_PASSAGE:_
————————

Authors: Suchetan Dontha, Shi Jie Samuel Tan, Stephen Smith, Sangheon Choi, and Matthew Coudron

Published in: LIPIcs, Volume 232, 17th Conference on the Theory of Quantum Computation, Communication and Cryptography (TQC 2022)


Abstract
We present a classical algorithm that, for any D-dimensional geometrically-local, quantum circuit C of polylogarithmic-depth, and any bit string x ∈ {0,1}ⁿ, can compute the quantity |<x|C|0^{⊗ n}>|² to within any inverse-polynomial additive error in quasi-polynomial time, for any fixed dimension D. This is an extension of the result [Nolan J. Coble and Matthew Coudron, 2021], which originally proved this result for D = 3. To see why this is interesting, note that, while the D = 1 case of this result follows from a standard use of Matrix Product States, known for decades, the D = 2 case required novel and interesting techniques introduced in [Sergy Bravyi et al., 2020]. Extending to the case D = 3 was even more laborious, and required further new techniques introduced in [Nolan J. Coble and Matthew Coudron, 2021]. Our work here shows that, while handling each new dimension has historically required a new insight, and fixed algorithmic primitive, based on known techniques for D ≤ 3, we can now handle any fixed dimension D > 3. Our algorithm uses the Divide-and-Conquer framework of [Nolan J. Coble and Matthew Coudron, 2021] to approximate the desired quantity via several instantiations of the same problem type, each involving D-dimensional circuits on about half the number of qubits as the original. This division step is then applied recursively, until the width of the recursively decomposed circuits in the D^{th} dimension is so small that they can effectively be regarded as (D-1)-dimensional problems by absorbing the small width in the D^{th} dimension into the qudit structure at the cost of a moderate increase in runtime. The main technical challenge lies in ensuring that the more involved portions of the recursive circuit decomposition and error analysis from [Nolan J. Coble and Matthew Coudron, 2021] still hold in higher dimensions, which requires small modifications to the analysis in some places. Our work also includes some simplifications, corrections and clarifications of the use of block-encodings within the original classical algorithm in [Nolan J. Coble and Matthew Coudron, 2021].

————————

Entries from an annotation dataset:

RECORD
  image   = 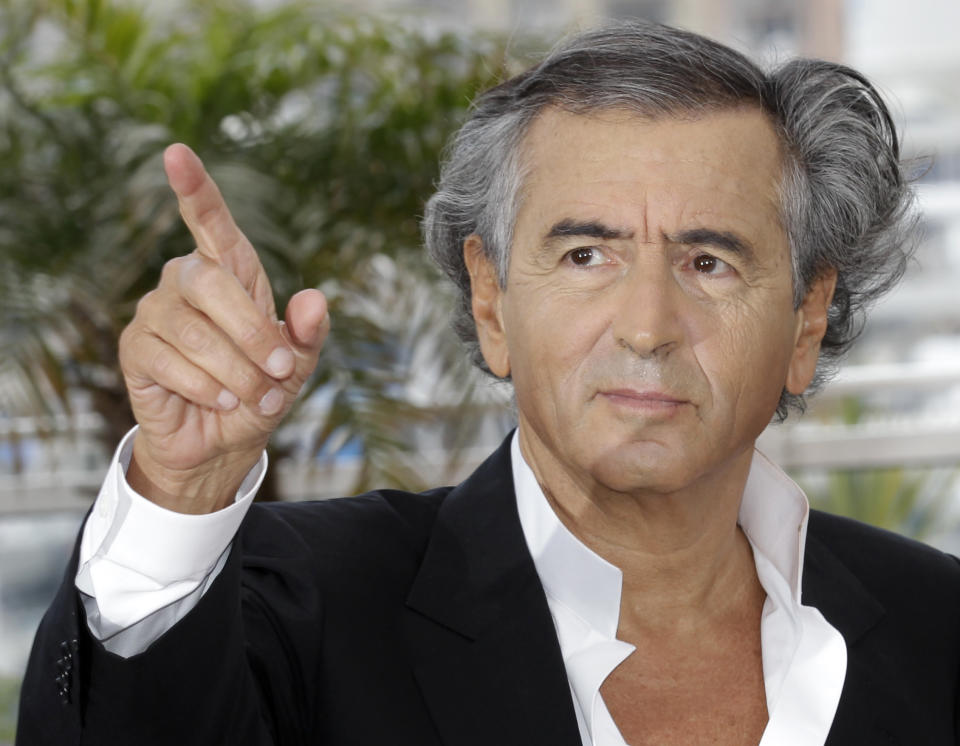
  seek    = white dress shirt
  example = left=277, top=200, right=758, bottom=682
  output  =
left=76, top=431, right=847, bottom=746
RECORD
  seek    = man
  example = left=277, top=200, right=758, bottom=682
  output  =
left=19, top=17, right=960, bottom=746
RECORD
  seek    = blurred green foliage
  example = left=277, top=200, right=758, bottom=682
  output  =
left=793, top=396, right=958, bottom=541
left=0, top=0, right=517, bottom=491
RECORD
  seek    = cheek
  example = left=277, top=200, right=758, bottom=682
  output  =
left=504, top=283, right=607, bottom=392
left=693, top=304, right=793, bottom=408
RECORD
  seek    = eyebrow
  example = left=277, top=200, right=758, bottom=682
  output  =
left=546, top=218, right=633, bottom=241
left=664, top=228, right=754, bottom=260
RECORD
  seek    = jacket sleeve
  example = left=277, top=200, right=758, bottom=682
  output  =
left=16, top=508, right=322, bottom=746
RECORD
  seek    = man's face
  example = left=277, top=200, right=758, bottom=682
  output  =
left=465, top=109, right=832, bottom=492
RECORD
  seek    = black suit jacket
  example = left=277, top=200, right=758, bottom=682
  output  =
left=17, top=440, right=960, bottom=746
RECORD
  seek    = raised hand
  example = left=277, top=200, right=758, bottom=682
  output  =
left=120, top=145, right=329, bottom=513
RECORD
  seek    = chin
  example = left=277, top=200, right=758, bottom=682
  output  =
left=591, top=444, right=696, bottom=493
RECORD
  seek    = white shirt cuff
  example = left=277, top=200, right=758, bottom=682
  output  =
left=76, top=428, right=267, bottom=649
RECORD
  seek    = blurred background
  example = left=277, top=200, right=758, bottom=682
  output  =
left=0, top=0, right=960, bottom=744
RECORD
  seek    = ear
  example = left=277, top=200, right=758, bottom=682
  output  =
left=463, top=233, right=510, bottom=378
left=786, top=267, right=837, bottom=395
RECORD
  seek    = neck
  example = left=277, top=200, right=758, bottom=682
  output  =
left=520, top=429, right=763, bottom=636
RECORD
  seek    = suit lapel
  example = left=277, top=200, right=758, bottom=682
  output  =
left=405, top=438, right=580, bottom=746
left=802, top=511, right=902, bottom=746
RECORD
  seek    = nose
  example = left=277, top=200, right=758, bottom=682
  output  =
left=612, top=257, right=683, bottom=358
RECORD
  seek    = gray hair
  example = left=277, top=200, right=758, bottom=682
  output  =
left=423, top=21, right=917, bottom=419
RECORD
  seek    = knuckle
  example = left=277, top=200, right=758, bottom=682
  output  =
left=180, top=319, right=211, bottom=352
left=230, top=365, right=264, bottom=401
left=150, top=347, right=174, bottom=377
left=160, top=255, right=189, bottom=285
left=134, top=290, right=158, bottom=316
left=237, top=322, right=270, bottom=349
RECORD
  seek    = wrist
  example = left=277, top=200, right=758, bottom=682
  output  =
left=126, top=438, right=262, bottom=514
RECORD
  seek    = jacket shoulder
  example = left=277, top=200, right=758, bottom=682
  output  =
left=805, top=510, right=960, bottom=620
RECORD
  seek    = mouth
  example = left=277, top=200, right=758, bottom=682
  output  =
left=597, top=388, right=690, bottom=413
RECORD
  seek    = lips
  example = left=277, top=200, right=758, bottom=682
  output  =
left=599, top=389, right=687, bottom=405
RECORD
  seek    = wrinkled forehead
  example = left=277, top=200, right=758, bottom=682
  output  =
left=515, top=106, right=784, bottom=231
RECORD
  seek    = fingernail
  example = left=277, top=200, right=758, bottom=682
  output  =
left=267, top=347, right=293, bottom=378
left=217, top=389, right=240, bottom=411
left=260, top=389, right=283, bottom=417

————————

_EXERCISES:_
1/ According to the quantum circuit abstract, which case of the result follows from a standard use of Matrix Product States?
2/ Continue the abstract on classically simulating quantum circuits, starting after its final sentence.

_RESPONSES TO THE EXERCISE:_
1/ The D = 1 case.

2/
Cite as

Suchetan Dontha, Shi Jie Samuel Tan, Stephen Smith, Sangheon Choi, and Matthew Coudron. Approximating Output Probabilities of Shallow Quantum Circuits Which Are Geometrically-Local in Any Fixed Dimension. In 17th Conference on the Theory of Quantum Computation, Communication and Cryptography (TQC 2022). Leibniz International Proceedings in Informatics (LIPIcs), Volume 232, pp. 9:1-9:17, Schloss Dagstuhl – Leibniz-Zentrum für Informatik (2022)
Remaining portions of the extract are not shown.